» **Assigned task**: Reproduce only the stretch of entries below that begins at the first line and ends at the line holding "of the finger.".

» **Input**:
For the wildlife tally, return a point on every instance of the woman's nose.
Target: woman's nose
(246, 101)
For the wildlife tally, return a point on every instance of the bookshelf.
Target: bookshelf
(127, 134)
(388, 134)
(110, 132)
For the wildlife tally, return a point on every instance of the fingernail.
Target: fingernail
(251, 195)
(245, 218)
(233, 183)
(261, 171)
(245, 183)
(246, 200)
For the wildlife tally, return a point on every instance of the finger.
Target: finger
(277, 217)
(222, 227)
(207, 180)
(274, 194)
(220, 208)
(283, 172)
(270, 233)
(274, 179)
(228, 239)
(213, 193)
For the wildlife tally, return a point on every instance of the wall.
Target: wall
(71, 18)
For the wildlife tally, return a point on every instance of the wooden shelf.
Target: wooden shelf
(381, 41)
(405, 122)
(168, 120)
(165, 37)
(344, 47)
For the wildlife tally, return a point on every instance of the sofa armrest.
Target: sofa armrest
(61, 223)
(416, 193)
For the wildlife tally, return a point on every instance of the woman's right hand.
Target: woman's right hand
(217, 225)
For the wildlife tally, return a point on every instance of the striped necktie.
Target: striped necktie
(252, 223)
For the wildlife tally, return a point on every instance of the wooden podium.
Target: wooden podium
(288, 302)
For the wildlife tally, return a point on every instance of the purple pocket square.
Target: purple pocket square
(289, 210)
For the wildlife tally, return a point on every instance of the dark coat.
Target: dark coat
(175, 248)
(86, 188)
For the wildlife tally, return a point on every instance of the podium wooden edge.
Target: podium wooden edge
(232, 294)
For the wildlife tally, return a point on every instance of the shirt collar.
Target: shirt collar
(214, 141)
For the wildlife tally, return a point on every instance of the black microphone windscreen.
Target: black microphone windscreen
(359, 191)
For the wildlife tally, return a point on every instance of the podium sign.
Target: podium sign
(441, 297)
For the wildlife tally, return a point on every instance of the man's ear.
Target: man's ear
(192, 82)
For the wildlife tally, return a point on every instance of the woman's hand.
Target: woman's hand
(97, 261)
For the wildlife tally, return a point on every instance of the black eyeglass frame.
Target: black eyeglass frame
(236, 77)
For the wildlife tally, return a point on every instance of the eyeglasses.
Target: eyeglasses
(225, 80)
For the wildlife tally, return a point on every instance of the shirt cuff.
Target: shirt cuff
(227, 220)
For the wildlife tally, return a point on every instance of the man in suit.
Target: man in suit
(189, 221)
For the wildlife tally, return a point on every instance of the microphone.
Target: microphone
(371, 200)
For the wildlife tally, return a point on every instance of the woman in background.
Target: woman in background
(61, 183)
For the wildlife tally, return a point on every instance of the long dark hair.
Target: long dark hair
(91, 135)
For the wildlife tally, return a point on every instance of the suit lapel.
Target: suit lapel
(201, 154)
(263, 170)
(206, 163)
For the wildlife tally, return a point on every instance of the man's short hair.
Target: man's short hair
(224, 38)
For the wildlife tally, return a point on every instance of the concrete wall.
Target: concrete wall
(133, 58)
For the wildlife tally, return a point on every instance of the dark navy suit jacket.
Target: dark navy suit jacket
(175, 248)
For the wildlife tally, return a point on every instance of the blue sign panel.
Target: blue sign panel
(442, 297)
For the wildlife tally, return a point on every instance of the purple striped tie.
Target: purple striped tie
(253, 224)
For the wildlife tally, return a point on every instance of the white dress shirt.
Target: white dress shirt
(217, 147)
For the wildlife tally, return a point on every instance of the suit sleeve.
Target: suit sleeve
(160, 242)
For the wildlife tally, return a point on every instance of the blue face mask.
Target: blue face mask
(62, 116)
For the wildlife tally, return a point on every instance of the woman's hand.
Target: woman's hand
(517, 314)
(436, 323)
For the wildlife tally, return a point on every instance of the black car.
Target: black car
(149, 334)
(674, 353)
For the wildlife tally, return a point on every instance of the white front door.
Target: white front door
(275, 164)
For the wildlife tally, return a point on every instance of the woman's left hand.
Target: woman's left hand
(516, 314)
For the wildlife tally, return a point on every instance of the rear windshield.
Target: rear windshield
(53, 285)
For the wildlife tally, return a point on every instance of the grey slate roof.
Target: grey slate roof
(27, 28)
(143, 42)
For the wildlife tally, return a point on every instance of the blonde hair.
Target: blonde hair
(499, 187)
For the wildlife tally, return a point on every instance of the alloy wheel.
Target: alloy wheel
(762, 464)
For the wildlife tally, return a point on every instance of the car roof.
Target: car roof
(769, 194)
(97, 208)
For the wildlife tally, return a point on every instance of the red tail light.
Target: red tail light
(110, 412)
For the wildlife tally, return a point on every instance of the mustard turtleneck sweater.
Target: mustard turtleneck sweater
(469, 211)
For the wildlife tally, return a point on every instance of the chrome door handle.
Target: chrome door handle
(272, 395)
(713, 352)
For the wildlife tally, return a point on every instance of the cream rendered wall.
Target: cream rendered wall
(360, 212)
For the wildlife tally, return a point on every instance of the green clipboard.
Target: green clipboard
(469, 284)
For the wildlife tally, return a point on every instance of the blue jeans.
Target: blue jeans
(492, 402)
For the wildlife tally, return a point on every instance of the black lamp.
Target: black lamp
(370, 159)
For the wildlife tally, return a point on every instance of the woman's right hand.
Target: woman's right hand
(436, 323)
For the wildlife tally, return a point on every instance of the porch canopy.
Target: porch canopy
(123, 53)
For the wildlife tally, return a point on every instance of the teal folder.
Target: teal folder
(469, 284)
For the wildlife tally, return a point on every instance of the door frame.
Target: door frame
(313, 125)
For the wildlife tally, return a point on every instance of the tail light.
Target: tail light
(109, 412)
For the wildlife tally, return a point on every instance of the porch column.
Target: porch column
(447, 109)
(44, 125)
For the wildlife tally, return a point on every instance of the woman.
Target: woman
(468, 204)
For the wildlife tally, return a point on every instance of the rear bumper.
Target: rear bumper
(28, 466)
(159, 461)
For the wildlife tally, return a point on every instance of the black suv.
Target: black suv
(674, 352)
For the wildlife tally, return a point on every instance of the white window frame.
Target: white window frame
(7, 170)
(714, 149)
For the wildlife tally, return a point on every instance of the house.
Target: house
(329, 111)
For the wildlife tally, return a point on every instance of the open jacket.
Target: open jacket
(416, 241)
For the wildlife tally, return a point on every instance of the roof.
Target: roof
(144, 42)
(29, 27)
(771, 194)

» **Written solution**:
For the wildlife tally, return a point on every instance of the woman's nose.
Target: woman's nose
(246, 101)
For the wildlife tally, return a point on every instance of the bookshelf.
Target: bookshelf
(127, 134)
(388, 134)
(110, 132)
For the wildlife tally, return a point on every instance of the fingernail.
Target: fingernail
(251, 195)
(245, 218)
(233, 183)
(261, 171)
(245, 183)
(246, 200)
For the wildlife tally, return a point on every instance of the finger.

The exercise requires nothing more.